SUPPLIED PASSAGE
ST. CLAIRSVILLE - The I-70 extension project has seen some progress and some delays, but the issues stands to be resolved this year.
The area was chosen by the developer. The Stein family owns the property and has been working to develop this property since 1999. Subsequently, the Cafaros have also chosen to develop their property located directly behind the mall. Commissioner Ginny Favede noted that Belmont County's prominence as a regional retail center, notably in the vicinity of St. Clairsville along I-70, has been bolstered by reinventing and reinvesting in the area's mix of retail, entertainment, and service establishments.
The City of St. Clairsville received a $6.9 million federal earmark from former Congressman Bob Ney to be used specifically to construct an interchange or other appropriate access to I-70. The county made the decision to aid this development by working to see the road built to open up this prime retail land for potential development.
"The project has changed dramatically since its inception and does not even remotely resemble what was first planned," Favede said, noting the original design was a $50 million braided diamond interchange that addressed the exits at both Route 9 and Banfield Road, as well as additional exits ramps between exits 218 and 216.
"We were convinced that building this road and ramp would open up this property for development and put our county back on the road to recovery. Over the past few years, Belmont County has experienced a rebirth and our retail has ignited once again. There is tremendous growth and development. We were successful in getting ODOT back on the project when we finally committed county dollars toward the project," Favede said.
She added that funding remains the reason for delay.
"I am hopeful that we will see a financial commitment from the State of Ohio in May following TRAC application review that will allow a fully funded project," she said.
"That is our retail base. Our tax base goes up if that goes up," said Commissioner Matt Coffland, adding that the Cafaro Company and Equity both are working toward the development. Coffland added that motels, retail and other facilities such as restaurants and living quarters could be established on both sides.

DATASET RECORDS
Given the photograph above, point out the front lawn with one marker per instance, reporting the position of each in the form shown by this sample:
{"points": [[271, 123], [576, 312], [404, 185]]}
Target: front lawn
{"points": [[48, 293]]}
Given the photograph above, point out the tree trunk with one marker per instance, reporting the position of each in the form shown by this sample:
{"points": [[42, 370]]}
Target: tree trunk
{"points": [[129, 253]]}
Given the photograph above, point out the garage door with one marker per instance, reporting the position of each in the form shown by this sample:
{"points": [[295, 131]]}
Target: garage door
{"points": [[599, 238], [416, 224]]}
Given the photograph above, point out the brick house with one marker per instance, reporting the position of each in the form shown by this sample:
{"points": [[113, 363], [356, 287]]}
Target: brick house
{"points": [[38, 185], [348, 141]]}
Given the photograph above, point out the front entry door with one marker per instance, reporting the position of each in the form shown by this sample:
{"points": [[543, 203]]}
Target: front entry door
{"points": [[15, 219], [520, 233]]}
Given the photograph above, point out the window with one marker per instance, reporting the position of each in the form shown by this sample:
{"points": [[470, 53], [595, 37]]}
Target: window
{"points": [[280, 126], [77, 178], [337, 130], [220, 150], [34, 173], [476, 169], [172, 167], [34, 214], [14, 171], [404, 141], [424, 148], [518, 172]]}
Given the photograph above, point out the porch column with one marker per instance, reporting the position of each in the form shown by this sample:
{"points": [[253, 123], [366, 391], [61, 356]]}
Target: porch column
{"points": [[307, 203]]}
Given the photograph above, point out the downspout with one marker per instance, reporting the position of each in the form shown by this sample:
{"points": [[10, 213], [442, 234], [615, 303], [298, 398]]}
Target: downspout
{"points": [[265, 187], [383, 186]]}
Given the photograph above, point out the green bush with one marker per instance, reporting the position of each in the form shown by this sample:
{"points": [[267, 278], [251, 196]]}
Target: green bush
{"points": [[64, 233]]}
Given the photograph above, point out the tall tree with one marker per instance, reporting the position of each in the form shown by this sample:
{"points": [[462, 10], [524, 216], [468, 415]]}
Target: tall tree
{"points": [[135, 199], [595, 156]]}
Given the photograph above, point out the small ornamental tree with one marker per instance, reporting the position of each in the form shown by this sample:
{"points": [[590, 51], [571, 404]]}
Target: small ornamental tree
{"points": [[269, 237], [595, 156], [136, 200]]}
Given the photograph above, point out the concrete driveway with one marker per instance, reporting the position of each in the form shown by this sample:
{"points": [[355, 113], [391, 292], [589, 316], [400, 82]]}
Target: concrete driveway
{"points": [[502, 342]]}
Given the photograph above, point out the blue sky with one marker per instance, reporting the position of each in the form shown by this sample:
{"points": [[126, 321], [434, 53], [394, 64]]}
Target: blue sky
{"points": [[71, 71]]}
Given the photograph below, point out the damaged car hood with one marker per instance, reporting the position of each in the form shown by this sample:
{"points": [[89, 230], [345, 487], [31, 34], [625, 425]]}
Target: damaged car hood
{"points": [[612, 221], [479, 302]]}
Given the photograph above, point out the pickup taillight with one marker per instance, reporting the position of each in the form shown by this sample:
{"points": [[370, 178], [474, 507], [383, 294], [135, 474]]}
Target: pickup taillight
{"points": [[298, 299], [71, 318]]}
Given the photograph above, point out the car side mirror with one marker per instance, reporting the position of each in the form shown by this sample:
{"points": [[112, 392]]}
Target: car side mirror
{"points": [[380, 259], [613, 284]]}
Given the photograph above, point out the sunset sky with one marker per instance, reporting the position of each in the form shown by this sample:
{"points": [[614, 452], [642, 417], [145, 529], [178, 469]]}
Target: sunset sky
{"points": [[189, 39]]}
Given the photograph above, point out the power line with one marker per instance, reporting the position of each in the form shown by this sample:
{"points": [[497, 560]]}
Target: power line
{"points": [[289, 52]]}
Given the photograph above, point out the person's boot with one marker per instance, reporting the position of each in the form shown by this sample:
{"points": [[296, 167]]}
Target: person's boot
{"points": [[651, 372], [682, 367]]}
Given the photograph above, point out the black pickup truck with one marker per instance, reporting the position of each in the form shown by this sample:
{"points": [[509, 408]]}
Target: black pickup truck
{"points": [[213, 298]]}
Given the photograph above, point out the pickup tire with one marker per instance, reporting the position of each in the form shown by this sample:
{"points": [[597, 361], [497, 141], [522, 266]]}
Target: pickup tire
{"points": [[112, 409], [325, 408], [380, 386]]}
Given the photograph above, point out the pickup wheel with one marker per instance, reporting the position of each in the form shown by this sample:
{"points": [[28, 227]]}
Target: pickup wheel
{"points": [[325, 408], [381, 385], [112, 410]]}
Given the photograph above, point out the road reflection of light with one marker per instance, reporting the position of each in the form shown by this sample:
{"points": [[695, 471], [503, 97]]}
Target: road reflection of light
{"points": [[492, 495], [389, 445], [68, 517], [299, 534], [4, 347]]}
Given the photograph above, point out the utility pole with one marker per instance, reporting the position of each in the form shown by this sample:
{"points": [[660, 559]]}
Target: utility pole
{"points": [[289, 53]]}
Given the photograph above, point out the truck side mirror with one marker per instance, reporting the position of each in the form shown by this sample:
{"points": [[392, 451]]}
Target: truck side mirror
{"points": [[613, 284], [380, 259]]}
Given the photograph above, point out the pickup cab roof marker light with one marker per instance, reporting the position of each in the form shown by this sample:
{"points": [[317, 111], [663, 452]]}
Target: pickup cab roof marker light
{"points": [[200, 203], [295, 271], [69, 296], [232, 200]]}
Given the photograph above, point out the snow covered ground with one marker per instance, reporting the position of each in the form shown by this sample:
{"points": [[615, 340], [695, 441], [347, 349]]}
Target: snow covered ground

WORK REQUEST 1
Reproduce the passage of the I-70 extension article from "The City of" to "218 and 216.".
WORK REQUEST 2
Carry on the article about the I-70 extension project from its final sentence.
The data have no connection to the article on the I-70 extension project.

REPLY 1
The City of St. Clairsville received a $6.9 million federal earmark from former Congressman Bob Ney to be used specifically to construct an interchange or other appropriate access to I-70. The county made the decision to aid this development by working to see the road built to open up this prime retail land for potential development.
"The project has changed dramatically since its inception and does not even remotely resemble what was first planned," Favede said, noting the original design was a $50 million braided diamond interchange that addressed the exits at both Route 9 and Banfield Road, as well as additional exits ramps between exits 218 and 216.

REPLY 2
He said new hotels and a retail base could come to the south side of the interstate. On the north side, a possible medical complex and wellness complex, retail and senior living complex are planned.
"It was chosen because that is our retail hub. It's centrally-located on 70 and the last stronghold before leaving the state of Ohio. We try to get travelers to stop before leaving the state of Ohio."
Coffland said while the project had been going nowhere for many years, entities such as the Transportation Improvement District have worked to move the project forward. Coffland noted that ODOT has seen local participation, making the project more likely.
"ODOT is happy with the local investment the two developers brought to the table, and improvement and safety issues. Those were the three main things," he said.
He said that the influx of oil and gas interests is another factor in moving the road project.
"It is more urgent now than before because the county is growing. Accommodating the influx of oil and gas is part of it. This will expand it," he said. "It's a good investment back into our county."
"Economic development in our county is always viewed as urgent. We work every day to see our county grow and to provide jobs for our residents," said Favede, adding that she hopes the county may apply for TRAC funding to acquire the remaining money, totaling nearly $10 million, needed to fund the entire project. "Once we have this commitment and funding in place we will begin construction on the road and overpass."